Dataset entries
◇ ◇ ◇ ◇ ◇ ◇ ◇
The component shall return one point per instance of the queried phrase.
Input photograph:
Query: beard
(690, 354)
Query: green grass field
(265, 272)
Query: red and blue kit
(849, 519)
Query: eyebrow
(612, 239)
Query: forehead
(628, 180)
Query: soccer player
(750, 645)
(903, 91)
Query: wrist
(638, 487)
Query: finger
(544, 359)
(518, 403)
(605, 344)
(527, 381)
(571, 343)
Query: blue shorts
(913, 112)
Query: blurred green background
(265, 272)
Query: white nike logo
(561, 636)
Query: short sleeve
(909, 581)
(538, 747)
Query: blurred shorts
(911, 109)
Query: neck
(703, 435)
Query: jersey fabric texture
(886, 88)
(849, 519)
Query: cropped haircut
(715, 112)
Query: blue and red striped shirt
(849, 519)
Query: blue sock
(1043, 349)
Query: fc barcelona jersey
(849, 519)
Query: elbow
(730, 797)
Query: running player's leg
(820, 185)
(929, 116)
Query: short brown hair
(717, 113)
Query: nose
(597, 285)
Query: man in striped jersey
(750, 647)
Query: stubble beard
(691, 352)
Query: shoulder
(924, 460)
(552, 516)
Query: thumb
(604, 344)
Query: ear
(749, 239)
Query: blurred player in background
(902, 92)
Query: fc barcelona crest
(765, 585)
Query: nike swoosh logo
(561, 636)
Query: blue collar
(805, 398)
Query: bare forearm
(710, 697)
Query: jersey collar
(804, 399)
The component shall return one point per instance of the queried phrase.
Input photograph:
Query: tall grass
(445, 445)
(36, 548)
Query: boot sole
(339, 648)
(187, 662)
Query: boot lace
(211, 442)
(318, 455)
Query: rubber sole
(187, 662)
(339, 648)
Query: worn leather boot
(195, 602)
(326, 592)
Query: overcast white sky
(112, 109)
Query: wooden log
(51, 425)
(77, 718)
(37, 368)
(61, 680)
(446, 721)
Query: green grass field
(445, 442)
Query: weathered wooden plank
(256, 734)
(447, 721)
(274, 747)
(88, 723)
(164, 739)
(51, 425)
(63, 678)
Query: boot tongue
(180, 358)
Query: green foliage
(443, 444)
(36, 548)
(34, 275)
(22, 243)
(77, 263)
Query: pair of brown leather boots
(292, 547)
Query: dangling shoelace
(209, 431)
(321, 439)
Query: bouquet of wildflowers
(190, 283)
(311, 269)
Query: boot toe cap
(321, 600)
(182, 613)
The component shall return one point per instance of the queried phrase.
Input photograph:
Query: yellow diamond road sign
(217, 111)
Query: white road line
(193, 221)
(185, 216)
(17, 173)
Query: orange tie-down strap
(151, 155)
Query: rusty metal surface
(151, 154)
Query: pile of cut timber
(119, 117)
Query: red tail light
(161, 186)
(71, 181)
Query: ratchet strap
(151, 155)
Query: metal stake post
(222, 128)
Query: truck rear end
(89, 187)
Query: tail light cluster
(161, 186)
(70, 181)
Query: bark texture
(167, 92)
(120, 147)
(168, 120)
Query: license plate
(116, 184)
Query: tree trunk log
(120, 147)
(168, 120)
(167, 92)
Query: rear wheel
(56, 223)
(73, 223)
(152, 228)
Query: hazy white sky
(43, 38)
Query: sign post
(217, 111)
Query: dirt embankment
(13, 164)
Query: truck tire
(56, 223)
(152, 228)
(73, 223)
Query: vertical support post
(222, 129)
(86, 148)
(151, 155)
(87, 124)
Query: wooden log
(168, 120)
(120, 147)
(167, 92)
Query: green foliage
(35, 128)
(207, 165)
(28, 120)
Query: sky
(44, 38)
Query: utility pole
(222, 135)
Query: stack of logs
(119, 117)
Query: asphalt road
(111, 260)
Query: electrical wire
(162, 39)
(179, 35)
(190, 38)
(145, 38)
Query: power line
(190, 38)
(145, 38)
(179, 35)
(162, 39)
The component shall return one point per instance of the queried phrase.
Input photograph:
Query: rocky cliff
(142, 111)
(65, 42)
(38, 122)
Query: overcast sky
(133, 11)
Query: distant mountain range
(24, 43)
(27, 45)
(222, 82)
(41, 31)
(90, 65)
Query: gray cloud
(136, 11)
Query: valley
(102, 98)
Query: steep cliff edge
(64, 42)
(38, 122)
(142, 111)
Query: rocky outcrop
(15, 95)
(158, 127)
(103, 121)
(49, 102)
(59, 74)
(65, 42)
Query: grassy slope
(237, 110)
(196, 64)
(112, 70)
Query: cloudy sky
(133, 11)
◇ ◇ ◇ ◇ ◇ ◇ ◇
> _REQUIREMENTS_
Render these lines as a Markdown table with a "Row" column holding the row number and a "Line" column holding the line itself, skipping any blank lines.

> _SOLUTION_
| Row | Line |
|---|---|
| 1 | The component shall return one point per instance of the queried phrase. |
| 2 | Input photograph: |
| 3 | Query: beard |
| 4 | (690, 354) |
| 5 | Query: green grass field |
| 6 | (265, 272) |
| 7 | Query: red and blue kit |
| 8 | (849, 519) |
| 9 | Query: eyebrow |
| 10 | (612, 239) |
| 11 | Query: forehead |
| 12 | (628, 180) |
| 13 | Query: soccer player |
| 14 | (750, 645) |
| 15 | (903, 91) |
| 16 | Query: wrist |
| 17 | (638, 487) |
| 18 | Query: finger |
| 19 | (544, 359) |
| 20 | (518, 403) |
| 21 | (605, 344) |
| 22 | (527, 381) |
| 23 | (571, 343) |
| 24 | Query: blue shorts |
| 25 | (913, 112) |
| 26 | Query: blurred green background |
| 27 | (265, 272) |
| 28 | Query: white nike logo |
| 29 | (561, 636) |
| 30 | Query: short sleeve |
| 31 | (909, 581) |
| 32 | (538, 747) |
| 33 | Query: blurred shorts |
| 34 | (911, 109) |
| 35 | Query: neck |
| 36 | (703, 435) |
| 37 | Query: jersey fabric texture |
| 38 | (886, 88) |
| 39 | (849, 519) |
| 40 | Query: cropped haircut |
| 41 | (715, 112) |
| 42 | Query: blue and red striped shirt |
| 43 | (849, 519) |
| 44 | Query: blue sock |
| 45 | (1043, 349) |
| 46 | Query: fc barcelona jersey |
| 47 | (849, 519) |
| 48 | Query: elbow |
| 49 | (730, 797) |
| 50 | Query: running player's leg |
| 51 | (820, 185) |
| 52 | (929, 116) |
| 53 | Query: short brown hair |
| 54 | (717, 113) |
| 55 | Query: nose |
| 56 | (597, 285) |
| 57 | Query: man in striped jersey |
| 58 | (750, 647) |
| 59 | Query: stubble beard |
| 60 | (691, 352) |
| 61 | Query: shoulder |
| 62 | (924, 460) |
| 63 | (552, 516) |
| 64 | Query: thumb |
| 65 | (604, 344) |
| 66 | Query: ear |
| 67 | (749, 239) |
| 68 | Query: blurred player in background |
| 69 | (902, 92) |
| 70 | Query: fc barcelona crest |
| 71 | (765, 585) |
| 72 | Query: nike swoosh logo |
| 73 | (561, 636) |
| 74 | Query: blue collar |
| 75 | (805, 398) |
| 76 | Query: bare forearm |
| 77 | (710, 697) |
| 78 | Query: jersey collar |
| 79 | (804, 399) |
| 80 | The component shall return one point per instance of the queried phrase. |
| 81 | Input photograph: |
| 82 | Query: tall grass |
| 83 | (445, 445) |
| 84 | (36, 548) |
| 85 | Query: boot sole |
| 86 | (339, 648) |
| 87 | (187, 662) |
| 88 | Query: boot lace |
| 89 | (211, 442) |
| 90 | (318, 455) |
| 91 | Query: rubber sole |
| 92 | (187, 662) |
| 93 | (339, 648) |
| 94 | Query: worn leather boot |
| 95 | (195, 602) |
| 96 | (326, 592) |
| 97 | Query: overcast white sky |
| 98 | (112, 109) |
| 99 | Query: wooden log |
| 100 | (51, 425) |
| 101 | (77, 718) |
| 102 | (37, 368) |
| 103 | (61, 680) |
| 104 | (446, 721) |
| 105 | Query: green grass field |
| 106 | (445, 442) |
| 107 | Query: weathered wooden plank |
| 108 | (256, 734) |
| 109 | (447, 721) |
| 110 | (274, 747) |
| 111 | (88, 723) |
| 112 | (164, 739) |
| 113 | (51, 425) |
| 114 | (63, 678) |
| 115 | Query: boot tongue |
| 116 | (180, 358) |
| 117 | Query: green foliage |
| 118 | (443, 444) |
| 119 | (36, 548) |
| 120 | (34, 275) |
| 121 | (22, 243) |
| 122 | (77, 263) |
| 123 | Query: pair of brown leather boots |
| 124 | (292, 547) |
| 125 | Query: dangling shoelace |
| 126 | (209, 431) |
| 127 | (321, 439) |
| 128 | Query: bouquet of wildflowers |
| 129 | (190, 283) |
| 130 | (311, 269) |
| 131 | Query: boot toe cap |
| 132 | (321, 600) |
| 133 | (182, 613) |
| 134 | The component shall return one point per instance of the queried phrase. |
| 135 | Input photograph: |
| 136 | Query: yellow diamond road sign |
| 137 | (217, 111) |
| 138 | Query: white road line |
| 139 | (193, 221) |
| 140 | (185, 216) |
| 141 | (17, 173) |
| 142 | Query: orange tie-down strap |
| 143 | (151, 155) |
| 144 | Query: rusty metal surface |
| 145 | (151, 154) |
| 146 | Query: pile of cut timber |
| 147 | (119, 117) |
| 148 | Query: red tail light |
| 149 | (161, 186) |
| 150 | (71, 181) |
| 151 | Query: ratchet strap |
| 152 | (151, 155) |
| 153 | Query: metal stake post |
| 154 | (222, 128) |
| 155 | Query: truck rear end |
| 156 | (89, 187) |
| 157 | Query: tail light cluster |
| 158 | (161, 186) |
| 159 | (70, 181) |
| 160 | Query: bark texture |
| 161 | (167, 92) |
| 162 | (120, 147) |
| 163 | (168, 120) |
| 164 | Query: license plate |
| 165 | (116, 184) |
| 166 | Query: tree trunk log |
| 167 | (120, 147) |
| 168 | (168, 120) |
| 169 | (167, 92) |
| 170 | Query: rear wheel |
| 171 | (56, 223) |
| 172 | (73, 223) |
| 173 | (152, 228) |
| 174 | Query: hazy white sky |
| 175 | (43, 38) |
| 176 | Query: sign post |
| 177 | (217, 111) |
| 178 | Query: dirt embankment |
| 179 | (13, 164) |
| 180 | Query: truck tire |
| 181 | (56, 223) |
| 182 | (152, 228) |
| 183 | (73, 223) |
| 184 | Query: vertical support post |
| 185 | (222, 129) |
| 186 | (86, 148) |
| 187 | (151, 155) |
| 188 | (87, 124) |
| 189 | Query: wooden log |
| 190 | (168, 120) |
| 191 | (120, 147) |
| 192 | (167, 92) |
| 193 | Query: green foliage |
| 194 | (35, 128) |
| 195 | (207, 165) |
| 196 | (28, 120) |
| 197 | Query: sky |
| 198 | (44, 38) |
| 199 | Query: utility pole |
| 200 | (222, 135) |
| 201 | Query: stack of logs |
| 202 | (119, 117) |
| 203 | Query: asphalt road |
| 204 | (111, 260) |
| 205 | Query: electrical wire |
| 206 | (162, 39) |
| 207 | (179, 35) |
| 208 | (190, 38) |
| 209 | (145, 38) |
| 210 | Query: power line |
| 211 | (190, 38) |
| 212 | (145, 38) |
| 213 | (179, 35) |
| 214 | (162, 39) |
| 215 | The component shall return one point per instance of the queried phrase. |
| 216 | Input photograph: |
| 217 | Query: rocky cliff |
| 218 | (142, 111) |
| 219 | (65, 42) |
| 220 | (38, 122) |
| 221 | Query: overcast sky |
| 222 | (133, 11) |
| 223 | Query: distant mountain range |
| 224 | (24, 43) |
| 225 | (27, 45) |
| 226 | (222, 82) |
| 227 | (41, 31) |
| 228 | (90, 65) |
| 229 | Query: gray cloud |
| 230 | (136, 11) |
| 231 | Query: valley |
| 232 | (102, 98) |
| 233 | Query: steep cliff edge |
| 234 | (64, 42) |
| 235 | (38, 122) |
| 236 | (142, 111) |
| 237 | Query: rocky outcrop |
| 238 | (15, 95) |
| 239 | (158, 127) |
| 240 | (103, 121) |
| 241 | (49, 102) |
| 242 | (59, 74) |
| 243 | (65, 42) |
| 244 | Query: grassy slope |
| 245 | (237, 110) |
| 246 | (196, 64) |
| 247 | (112, 70) |
| 248 | Query: cloudy sky |
| 249 | (133, 11) |